Supplied text:
□ □ □ □
Bet he feels like an elephant

Shaking his big grey trunk for the hell of it

Alabama had an elephant on campus once. They had it in the 1940s, long after having elephants was a thing for extravagant Americans looking for an easy spectacle.

For instance, P.T. Barnum had bought Jumbo off the London Zoo six decades earlier, making millions off the animal even after Jumbo was hit by a train and killed in 1885. (Barnum had Jumbo’s remains divided between his different circuses.) Jumbo’s hide burned in a fire at Tufts University in 1975, but the remaining ashes sit in a peanut butter jar in the Tufts athletic director’s office. Players sometimes rub it for good luck before games.

According to myth, the person overseeing the execution of Topsy the Elephant in 1903 was Thomas Edison, allegedly as an advertisement for his method of conducting electricity. The proposed method of executing Topsy — hanging — was vetoed for its cruelty by the ASPCA. The ASPCA did not object to executing an elephant in public, only to how it was done.

The ASPCA was less present in East Tennessee, where an elephant named Mary was actually hanged in Erwin in 1916 for killing its completely unqualified trainer during a show. Recite with me one of the most horrifying phrases in the history of rural Tennessee: “The hanging went poorly.”

Alamite — the name given to any elephant who showed up on Alabama’s campus and played the part of the mascot — was relatively lucky given how most rural elephant experiences ended. One Alamite lived full-time on campus for a few years in humble but comfortable circumstances. The homecoming queen even rode into the game on their backs. In retrospect, handling an animal of that size and power around a bunch of extremely drunk rednecks seems like daring death to make a swift and public appearance, but this was about football. For Alabama football, insanity in the pursuit of spectacle has only rarely been constrained by sense, budget, or reality.

Which is why it’s doubly strange that the university actually rehomed Alamite after a few years due to budget constraints. That logic seems baffling now. Alabama pays Nick Saban $8 million a year in salary — and that’s before considering every other little extra Alabama gives him. Alabama boosters bought his $3.1 million house for him outright in 2014. Given his obsessively tight schedule — Saban has complained about playing in postseason game because it cuts into recruiting time — it’s hard to imagine the Crimson Tide illuminati didn’t give him ample help in setting up Saban’s retirement plan, too.

A Nick Saban Signature Series Sprinter van features conference seating for seven, three LED TVs, and a cooler capable of chilling several bottles of champagne or beer, depending on your class security that day. There are massage chairs to relax in “after a round of golf,” LED accent lighting, and DirecTV. The black leather seats have Nick Saban’s signature hand-stitched in red into each headrest. There are only 15 of them. Each cost $200,000 and is available at the Hoover or the Irondale location of Mercedes-Benz Birmingham.
□ □ □ □
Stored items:
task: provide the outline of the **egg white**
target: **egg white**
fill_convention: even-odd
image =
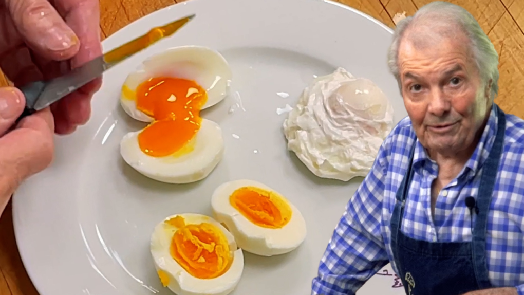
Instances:
[[[177,215],[183,217],[186,224],[206,222],[216,226],[224,233],[233,259],[229,269],[213,279],[199,279],[191,275],[173,259],[169,247],[178,228],[164,221]],[[226,295],[236,288],[244,270],[242,249],[237,248],[231,233],[216,221],[201,214],[185,213],[166,218],[155,226],[151,236],[150,249],[157,272],[162,270],[167,275],[169,281],[167,287],[177,295]]]
[[[252,223],[230,202],[230,196],[236,189],[252,186],[276,192],[291,209],[291,218],[280,228],[263,227]],[[287,253],[304,241],[307,234],[302,214],[289,200],[267,185],[246,179],[226,182],[217,187],[211,196],[214,218],[224,224],[235,237],[237,244],[245,251],[263,256]]]
[[[229,92],[232,73],[227,61],[219,52],[204,46],[173,47],[144,60],[124,82],[130,92],[122,91],[120,104],[136,120],[151,122],[153,118],[136,108],[135,93],[141,83],[152,77],[167,77],[193,80],[205,89],[208,100],[202,110],[222,101]],[[128,97],[130,95],[131,97]]]
[[[120,143],[120,154],[129,166],[152,179],[168,183],[188,183],[205,178],[224,155],[222,132],[219,124],[202,119],[192,140],[181,150],[166,157],[151,157],[140,148],[141,130],[130,132]],[[183,151],[188,151],[185,153]]]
□ □ □ □
What you need to do:
1) In the essay on Alabama's campus elephant, reproduce the passage between "A Nick Saban" and "of Mercedes-Benz Birmingham.", inclusive, substituting "sparkling wine" for "champagne".
2) Extend the essay on Alabama's campus elephant by writing the passage that follows its final sentence.

Outputs in order:
1)
A Nick Saban Signature Series Sprinter van features conference seating for seven, three LED TVs, and a cooler capable of chilling several bottles of sparkling wine or beer, depending on your class security that day. There are massage chairs to relax in “after a round of golf,” LED accent lighting, and DirecTV. The black leather seats have Nick Saban’s signature hand-stitched in red into each headrest. There are only 15 of them. Each cost $200,000 and is available at the Hoover or the Irondale location of Mercedes-Benz Birmingham.

2)
It goes past the coach and his generous, sprawling compensation package. Alabama just announced a $600 million initiative to renovate and luxurify their athletic facilities. They already has $143 million pledged towards the project from donors for a plan that even by NFL standards seems luridly ambitious. There are luxury boxes that definitely don’t look like rooms from Eyes Wide Shut, and an entry tunnel for the players that resembles a crimson- and white-toned portal cut from one of the access bays on the Death Star.

The players’ walk to the stadium and into the locker room will even be built into the plans. The minor inconvenience of a crowded walk to the locker rooms will be shortened. Someone with a passing familiarity of the layout around Bryant-Denny Stadium would ask: How? There isn’t any room around there. They’d have to do something insane like build a tunnel under the stadium. No one would do that to cut a few hundred yards off a walk.

Alabama’s proposal is to tunnel under the stadium, to cut a few hundred yards off a walk.

They will do it, too. I have no doubt in my mind that they will do it. Alabama has 17 claimed national titles in football. Under Nick Saban, they have won five of the last 10 titles, including last year’s, the 2017 championship won against Georgia. They did that by putting a freshman in at quarterback at the half, a suicidal move for any other team, but what for Alabama was simply replacing a misfiring part in an otherwise humming engine. Since 2007, Alabama has only lost 20 games — and that was with a 7-6 record in Saban’s first year.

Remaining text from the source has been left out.